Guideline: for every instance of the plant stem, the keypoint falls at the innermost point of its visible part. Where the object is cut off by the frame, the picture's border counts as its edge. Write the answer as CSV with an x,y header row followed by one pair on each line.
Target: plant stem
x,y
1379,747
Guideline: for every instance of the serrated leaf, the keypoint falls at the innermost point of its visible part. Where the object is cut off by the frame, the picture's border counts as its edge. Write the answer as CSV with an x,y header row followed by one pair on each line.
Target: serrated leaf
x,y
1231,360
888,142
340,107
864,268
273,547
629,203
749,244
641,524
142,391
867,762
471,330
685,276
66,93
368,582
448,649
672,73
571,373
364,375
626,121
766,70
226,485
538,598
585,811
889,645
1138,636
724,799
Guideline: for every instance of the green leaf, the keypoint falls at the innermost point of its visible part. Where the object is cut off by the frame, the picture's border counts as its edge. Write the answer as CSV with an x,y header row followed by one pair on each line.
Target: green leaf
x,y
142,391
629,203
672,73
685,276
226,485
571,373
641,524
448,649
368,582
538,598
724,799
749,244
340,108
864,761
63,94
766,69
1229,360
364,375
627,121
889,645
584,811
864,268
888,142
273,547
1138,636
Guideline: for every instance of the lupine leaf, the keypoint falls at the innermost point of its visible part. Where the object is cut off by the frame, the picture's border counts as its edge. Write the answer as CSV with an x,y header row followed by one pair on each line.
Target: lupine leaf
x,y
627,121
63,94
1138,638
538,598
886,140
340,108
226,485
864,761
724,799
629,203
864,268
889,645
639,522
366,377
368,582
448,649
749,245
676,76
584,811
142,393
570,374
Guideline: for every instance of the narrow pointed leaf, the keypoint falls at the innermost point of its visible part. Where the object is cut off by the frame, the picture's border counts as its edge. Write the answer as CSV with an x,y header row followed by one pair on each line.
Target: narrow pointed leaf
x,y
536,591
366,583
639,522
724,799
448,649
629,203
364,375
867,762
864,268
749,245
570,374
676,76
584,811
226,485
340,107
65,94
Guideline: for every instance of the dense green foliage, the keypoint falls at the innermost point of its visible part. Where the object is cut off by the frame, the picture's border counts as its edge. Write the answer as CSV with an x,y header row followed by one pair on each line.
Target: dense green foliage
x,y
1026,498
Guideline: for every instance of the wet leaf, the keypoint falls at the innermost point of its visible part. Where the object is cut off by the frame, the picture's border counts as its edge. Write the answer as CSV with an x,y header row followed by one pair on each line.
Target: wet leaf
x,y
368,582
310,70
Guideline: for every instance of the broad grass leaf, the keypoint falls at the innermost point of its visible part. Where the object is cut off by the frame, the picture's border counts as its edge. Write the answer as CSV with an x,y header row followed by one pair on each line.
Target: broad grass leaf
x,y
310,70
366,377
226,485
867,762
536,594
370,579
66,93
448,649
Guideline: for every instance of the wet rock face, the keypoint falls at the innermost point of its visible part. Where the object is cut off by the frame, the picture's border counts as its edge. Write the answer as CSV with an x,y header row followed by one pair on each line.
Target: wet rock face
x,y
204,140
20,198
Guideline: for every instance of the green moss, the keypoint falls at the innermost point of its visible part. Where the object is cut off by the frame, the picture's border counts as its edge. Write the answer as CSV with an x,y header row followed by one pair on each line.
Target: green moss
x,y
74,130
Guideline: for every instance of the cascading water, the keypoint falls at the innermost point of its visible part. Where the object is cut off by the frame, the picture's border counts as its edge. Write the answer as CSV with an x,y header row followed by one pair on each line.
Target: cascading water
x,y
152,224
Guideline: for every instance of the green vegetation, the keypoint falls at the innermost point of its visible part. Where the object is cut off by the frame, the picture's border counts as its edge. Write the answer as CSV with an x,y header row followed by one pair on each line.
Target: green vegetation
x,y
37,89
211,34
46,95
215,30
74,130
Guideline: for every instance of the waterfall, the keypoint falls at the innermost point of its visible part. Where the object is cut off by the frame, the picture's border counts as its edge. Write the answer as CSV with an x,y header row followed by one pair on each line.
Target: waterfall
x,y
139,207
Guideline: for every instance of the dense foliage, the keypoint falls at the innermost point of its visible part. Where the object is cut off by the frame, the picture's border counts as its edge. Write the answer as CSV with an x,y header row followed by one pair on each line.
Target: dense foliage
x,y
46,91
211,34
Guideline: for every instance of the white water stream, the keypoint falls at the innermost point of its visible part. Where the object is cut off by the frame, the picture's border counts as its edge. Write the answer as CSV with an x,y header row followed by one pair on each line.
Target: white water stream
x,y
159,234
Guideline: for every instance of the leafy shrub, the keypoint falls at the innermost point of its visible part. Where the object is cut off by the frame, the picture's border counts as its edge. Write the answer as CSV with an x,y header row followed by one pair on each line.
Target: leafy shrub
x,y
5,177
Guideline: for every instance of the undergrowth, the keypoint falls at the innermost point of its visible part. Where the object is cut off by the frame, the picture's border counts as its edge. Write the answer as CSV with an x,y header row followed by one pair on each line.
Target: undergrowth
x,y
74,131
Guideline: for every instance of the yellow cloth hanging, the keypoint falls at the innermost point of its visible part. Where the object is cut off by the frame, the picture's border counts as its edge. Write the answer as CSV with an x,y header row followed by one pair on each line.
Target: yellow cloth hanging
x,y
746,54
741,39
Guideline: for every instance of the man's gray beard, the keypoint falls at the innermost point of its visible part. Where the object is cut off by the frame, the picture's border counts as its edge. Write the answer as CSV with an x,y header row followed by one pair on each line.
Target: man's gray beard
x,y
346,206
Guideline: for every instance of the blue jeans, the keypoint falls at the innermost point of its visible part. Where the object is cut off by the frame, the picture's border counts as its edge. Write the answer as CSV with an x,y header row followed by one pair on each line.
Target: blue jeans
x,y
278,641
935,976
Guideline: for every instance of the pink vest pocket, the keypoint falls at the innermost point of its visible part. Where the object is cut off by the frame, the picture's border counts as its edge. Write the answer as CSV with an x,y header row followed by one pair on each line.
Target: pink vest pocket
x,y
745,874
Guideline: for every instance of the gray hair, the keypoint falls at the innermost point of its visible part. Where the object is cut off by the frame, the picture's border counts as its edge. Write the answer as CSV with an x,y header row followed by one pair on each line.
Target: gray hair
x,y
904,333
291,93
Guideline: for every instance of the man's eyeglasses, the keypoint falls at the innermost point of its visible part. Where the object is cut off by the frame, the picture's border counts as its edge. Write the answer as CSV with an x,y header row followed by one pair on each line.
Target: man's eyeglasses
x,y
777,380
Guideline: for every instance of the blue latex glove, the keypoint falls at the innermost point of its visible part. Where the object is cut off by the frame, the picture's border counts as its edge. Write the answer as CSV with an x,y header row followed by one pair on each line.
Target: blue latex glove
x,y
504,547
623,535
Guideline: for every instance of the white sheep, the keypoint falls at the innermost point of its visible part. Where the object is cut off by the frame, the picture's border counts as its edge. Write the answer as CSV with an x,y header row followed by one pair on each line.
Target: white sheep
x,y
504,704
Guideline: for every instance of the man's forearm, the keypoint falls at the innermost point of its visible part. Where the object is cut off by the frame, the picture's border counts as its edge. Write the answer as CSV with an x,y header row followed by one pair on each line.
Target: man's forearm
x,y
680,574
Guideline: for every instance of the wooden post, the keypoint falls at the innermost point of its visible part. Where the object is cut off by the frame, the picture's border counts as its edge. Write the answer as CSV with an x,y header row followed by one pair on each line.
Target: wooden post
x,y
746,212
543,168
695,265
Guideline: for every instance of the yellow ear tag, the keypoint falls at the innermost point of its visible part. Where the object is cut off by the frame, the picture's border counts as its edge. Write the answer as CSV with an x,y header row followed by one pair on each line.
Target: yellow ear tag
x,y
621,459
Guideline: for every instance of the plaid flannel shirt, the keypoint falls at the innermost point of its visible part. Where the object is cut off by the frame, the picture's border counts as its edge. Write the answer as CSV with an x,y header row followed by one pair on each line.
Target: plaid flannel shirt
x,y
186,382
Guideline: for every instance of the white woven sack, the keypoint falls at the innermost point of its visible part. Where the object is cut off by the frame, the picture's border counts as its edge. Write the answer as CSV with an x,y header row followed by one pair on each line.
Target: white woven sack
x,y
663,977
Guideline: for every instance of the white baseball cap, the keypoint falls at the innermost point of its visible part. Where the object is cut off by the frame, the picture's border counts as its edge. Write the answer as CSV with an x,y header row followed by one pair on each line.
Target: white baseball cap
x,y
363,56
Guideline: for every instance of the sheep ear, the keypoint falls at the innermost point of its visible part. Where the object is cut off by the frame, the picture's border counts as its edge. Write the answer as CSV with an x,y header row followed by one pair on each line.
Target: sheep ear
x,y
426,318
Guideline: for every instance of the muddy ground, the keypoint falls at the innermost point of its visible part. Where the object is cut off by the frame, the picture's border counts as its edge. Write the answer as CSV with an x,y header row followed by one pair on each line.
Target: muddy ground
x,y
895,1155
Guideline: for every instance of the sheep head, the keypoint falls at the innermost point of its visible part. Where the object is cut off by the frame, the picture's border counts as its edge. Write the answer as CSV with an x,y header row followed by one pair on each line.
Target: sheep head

- **Travail demandé**: Remplacez « muddy ground » par « wet soil » dans le passage qui va de la ligne contenant « Guideline: for every instance of the sheep ear, the » jusqu'à la fin de la liste, bornes incluses, et reproduisez ce passage sans rien modifier d'autre.

- **Résultat obtenu**:
Guideline: for every instance of the sheep ear, the keypoint falls at the innermost point of its visible part. Where the object is cut off by the frame, the picture's border counts as its edge. Write the answer as CSV with an x,y header row followed by one pair on each line.
Target: sheep ear
x,y
426,318
Guideline: for every instance of the wet soil, the keypoint falls at the innermost point of its visible part. Where the object is cut off by the frame, the picture's border counts as its edge. Write the answer as CSV with an x,y header row followed by one pair on each line.
Target: wet soil
x,y
895,1155
Guideline: for every instance of the sheep head, the keypoint falls at the innermost point of its visible part. Where the object is cut off by the frame, the picture's border counts as its edge. Write the answer as CSV with an x,y header row followed by one pair on each line.
Target: sheep head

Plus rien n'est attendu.